Article:
* Start *
I will send this newsletter to the author of the article in the hopes
that next time she researches this closer before repeating the myth,
because except for this one glitch it's a first class article.




Erroneous statement:

"The L-1 visa is really the dream visa," says Rebekah Poston,
immigration attorney with Steel Hector & Davis in Miami.

The Truth:

The L-1 might be a dream-come-true for corporate immigration lawyers,
but it's a nightmare-come-true for the American middle class.




http://www.sun-sentinel.com/news/local/southflorida/sfl-sbvisa10aug10,1,648767.story?coll=sfla-home-headlines

short Link:
http://makeashorterlink.com/?P67821C85

Visa holders replace some U.S. workers


By Joan Fleischer Tamen
Business Writer

August 10, 2003

Just after 11 a.m. with the mercury already at 90, Phil Marraffini dips
his roller in a tray of white paint and begins work on his neighbor's
entryway ceiling.

"This wasn't the next career move that I had planned," says Marraffini,
47, wiping his brow and swallowing Gatorade.

The senior systems analyst is doing odd jobs in his neighborhood 10
months after he and colleagues at First Data Merchant Services Corp. in
Coral Springs were replaced by contract workers from India.

"What burns me is that I didn't lose my job because I wasn't doing it
well; I didn't lose my job because the company was losing money," says
Marraffini. "They got rid of me because they could put a guy in my seat
who was less experienced and a whole lot cheaper.

"The company says this is an alternative to having jobs go offshore,"
he adds. "But to me, it looks the same."

More and more American technology workers are blaming lax government
oversight for letting their jobs go overseas or to foreign workers
entering the United States under special work visas such as H1-B for
specialized skills, or more recently the L-1, intended for intracompany
transfers.

The Institute of Electrical and Electronics Engineers says the foreign
workers are paid considerably less and are jeopardizing U.S. leadership
in technological innovation.

The professional group says regulators have failed for years to enforce
federal law that prohibits H1-B visa holders from displacing American
workers, and now are letting companies flood the job market with
thousands of foreigners brought in under L-1 visas who are then
"outsourced" or leased to employers in the United States.

"There has been rampant abuse of the H1-B and L-1 visas," says James
Leonard, president of the 230,000-member group. He warns of possible
"irreparable damage" to hundreds of thousands of U.S. engineers and
technology workers -- and to the country's national and economic
security.

Even in a troubled U.S. job market that has lost some 2 million jobs in
the past two years, the number of L-1 visa holders has risen to 325,000
temporary workers, who are allowed to stay up to seven years.

technology ties to globalization

Multinational companies such as Siemens AG, the German communications
giant which has the U.S. headquarters of its Information Communications
Networks (ICN) division in Boca Raton, counter that they rely on Indian
outsourcing companies to bring in new technologies at lower costs.

"It's globalization," says Siemens spokeswoman Paula Davis.

Labor economists and workplace experts say two significant structural
changes have become intertwined in this country. One is the
technological revolution; the other is the global economy.

E-mail messages travel around the world in seconds. Companies can have
a global workforce of computer programmers, accountants and architects
working around the clock in different time zones.
* End *
Material provided:
* Start *
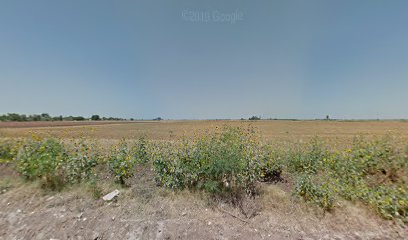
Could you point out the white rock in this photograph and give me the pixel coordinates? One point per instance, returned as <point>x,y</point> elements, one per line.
<point>111,195</point>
* End *
Instructions:
(1) In the visa article, how many L-1 visa holders are there?
(2) Do these statements agree with the visa article? Answer yes or no for each and quote the words that decide it.
(a) Phil Marraffini is 47 years old.
(b) The Institute of Electrical and Electronics Engineers has 230,000 members.
(c) The U.S. headquarters of Siemens' ICN division is in Miami.
(3) Carry on the article about visa holders replacing U.S. workers, picking up after its last sentence.

Per-task outputs:
(1) 325,000 temporary workers.

(2)
(a) Yes: "says Marraffini, 47"
(b) Yes: "James Leonard, president of the 230,000-member group"
(c) No: "the U.S. headquarters of its Information Communications Networks (ICN) division in Boca Raton"

(3)
Technology is "making inevitable the globalization of skilled jobs,"
says John Challenger, chief executive of outplacement firm Challenger,
Gray & Christmas. "To try and stop the globalization of the workforce
is futile. It is a natural force."

But the mounting controversy surrounding the issue has led a U.S.
Senate Judiciary Subcommittee to call for hearings next month on
potential fraud in the foreign worker visa programs.

And a handful of congressmen have introduced legislation to tighten the
rules and step up enforcement.

"Certainly the intent of Congress in creating H1-B and L-1 visas was
not to replace American workers," says one of those congressman,
Republican John Mica (R-FL).

Mica says he was moved by complaints from Siemens employees who were
replaced during a round of layoffs last summer by contract workers
brought in by Tata Consultancy Services, India's largest software
company.

Michael Emmons, a programmer who lives in the Orlando suburb of
Longwood, says he was among more than a dozen Siemens workers told they
were being let go to cut costs.

"But then they told us, `Before we give you a severance check, we want
you to train your replacements."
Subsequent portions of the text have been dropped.